• WORK TO COMPLETE: Reproduce the data in its entirety, exactly as written.

DATASET RECORDS section start

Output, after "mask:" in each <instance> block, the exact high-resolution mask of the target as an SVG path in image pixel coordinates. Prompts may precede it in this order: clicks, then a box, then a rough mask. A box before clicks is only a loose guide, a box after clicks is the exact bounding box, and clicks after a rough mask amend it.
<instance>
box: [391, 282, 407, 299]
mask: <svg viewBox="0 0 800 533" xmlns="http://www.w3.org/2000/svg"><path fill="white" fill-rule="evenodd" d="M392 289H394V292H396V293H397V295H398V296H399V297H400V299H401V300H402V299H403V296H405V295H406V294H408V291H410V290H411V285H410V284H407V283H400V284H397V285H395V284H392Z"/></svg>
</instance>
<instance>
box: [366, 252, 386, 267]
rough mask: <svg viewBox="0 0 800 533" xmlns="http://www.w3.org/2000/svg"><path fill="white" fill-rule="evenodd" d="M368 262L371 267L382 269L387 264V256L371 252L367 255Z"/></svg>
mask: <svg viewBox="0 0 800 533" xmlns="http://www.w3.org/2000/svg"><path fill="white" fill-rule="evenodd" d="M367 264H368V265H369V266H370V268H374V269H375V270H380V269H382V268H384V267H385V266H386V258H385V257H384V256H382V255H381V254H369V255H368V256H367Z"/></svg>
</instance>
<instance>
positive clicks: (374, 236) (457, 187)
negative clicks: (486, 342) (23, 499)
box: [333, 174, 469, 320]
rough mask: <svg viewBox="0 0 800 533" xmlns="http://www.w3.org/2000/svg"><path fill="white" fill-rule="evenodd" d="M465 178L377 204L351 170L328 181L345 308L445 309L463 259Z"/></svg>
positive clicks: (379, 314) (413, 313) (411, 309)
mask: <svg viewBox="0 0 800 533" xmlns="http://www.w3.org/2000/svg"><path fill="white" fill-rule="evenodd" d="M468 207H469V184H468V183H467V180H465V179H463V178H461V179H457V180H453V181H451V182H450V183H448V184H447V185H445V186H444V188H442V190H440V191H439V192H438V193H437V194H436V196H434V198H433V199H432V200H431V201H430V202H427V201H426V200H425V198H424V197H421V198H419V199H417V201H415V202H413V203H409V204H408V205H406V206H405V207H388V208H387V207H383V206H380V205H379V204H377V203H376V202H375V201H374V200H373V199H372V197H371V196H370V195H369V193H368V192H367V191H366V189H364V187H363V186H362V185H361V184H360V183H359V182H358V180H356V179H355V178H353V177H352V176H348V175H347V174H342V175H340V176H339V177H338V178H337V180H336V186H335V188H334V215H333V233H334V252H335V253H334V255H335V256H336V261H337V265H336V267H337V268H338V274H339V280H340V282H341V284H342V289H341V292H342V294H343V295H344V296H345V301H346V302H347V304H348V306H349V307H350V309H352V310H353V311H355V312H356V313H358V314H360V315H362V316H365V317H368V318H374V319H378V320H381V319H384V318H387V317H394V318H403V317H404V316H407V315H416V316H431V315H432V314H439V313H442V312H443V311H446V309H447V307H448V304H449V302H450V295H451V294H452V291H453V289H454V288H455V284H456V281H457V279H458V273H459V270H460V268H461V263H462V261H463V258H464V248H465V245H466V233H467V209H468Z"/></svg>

DATASET RECORDS section end

• RESPONSE FOR THIS EXERCISE:
Output, after "mask:" in each <instance> block, the exact high-resolution mask of the target as an SVG path in image pixel coordinates. Prompts may precede it in this order: clicks, then a box, then a rough mask. A box before clicks is only a loose guide, a box after clicks is the exact bounding box, and clicks after a rough mask amend it.
<instance>
box: [391, 282, 407, 299]
mask: <svg viewBox="0 0 800 533" xmlns="http://www.w3.org/2000/svg"><path fill="white" fill-rule="evenodd" d="M392 289H394V292H396V293H397V295H398V296H399V297H400V299H401V300H402V299H403V296H405V295H406V294H408V291H410V290H411V285H410V284H407V283H400V284H397V285H395V284H392Z"/></svg>
</instance>
<instance>
box: [366, 252, 386, 267]
rough mask: <svg viewBox="0 0 800 533" xmlns="http://www.w3.org/2000/svg"><path fill="white" fill-rule="evenodd" d="M368 262L371 267L382 269L387 264V256L371 252L367 255Z"/></svg>
mask: <svg viewBox="0 0 800 533" xmlns="http://www.w3.org/2000/svg"><path fill="white" fill-rule="evenodd" d="M367 264H368V265H369V266H370V268H374V269H375V270H380V269H382V268H384V267H385V266H386V258H385V257H384V256H382V255H381V254H369V255H368V256H367Z"/></svg>
</instance>
<instance>
positive clicks: (374, 236) (457, 187)
negative clicks: (486, 342) (23, 499)
box: [333, 174, 469, 320]
rough mask: <svg viewBox="0 0 800 533" xmlns="http://www.w3.org/2000/svg"><path fill="white" fill-rule="evenodd" d="M465 178L377 204L351 170L328 181L345 308L445 309L463 259Z"/></svg>
positive clicks: (379, 314) (413, 313) (411, 309)
mask: <svg viewBox="0 0 800 533" xmlns="http://www.w3.org/2000/svg"><path fill="white" fill-rule="evenodd" d="M468 207H469V184H468V183H467V180H465V179H463V178H461V179H457V180H453V181H451V182H450V183H448V184H447V185H445V186H444V188H442V190H440V191H439V192H438V193H437V194H436V196H434V198H433V199H432V200H431V201H430V202H427V201H426V200H425V198H424V197H421V198H419V199H417V201H415V202H413V203H409V204H408V205H406V206H405V207H388V208H387V207H383V206H380V205H379V204H377V203H376V202H375V201H374V200H373V199H372V197H371V196H370V195H369V193H368V192H367V191H366V189H364V187H363V186H362V185H361V184H360V183H359V182H358V180H356V179H355V178H353V177H352V176H348V175H347V174H342V175H340V176H339V177H338V178H337V180H336V186H335V188H334V215H333V233H334V252H335V253H334V255H335V256H336V261H337V265H336V267H337V268H338V274H339V280H340V282H341V284H342V289H341V292H342V294H343V295H344V296H345V301H346V302H347V304H348V306H349V307H350V309H352V310H353V311H355V312H356V313H358V314H360V315H362V316H365V317H368V318H374V319H378V320H381V319H384V318H387V317H394V318H403V317H404V316H407V315H416V316H431V315H432V314H439V313H442V312H443V311H446V309H447V307H448V304H449V302H450V295H451V294H452V291H453V289H454V288H455V284H456V281H457V279H458V273H459V270H460V268H461V263H462V261H463V258H464V248H465V245H466V233H467V209H468Z"/></svg>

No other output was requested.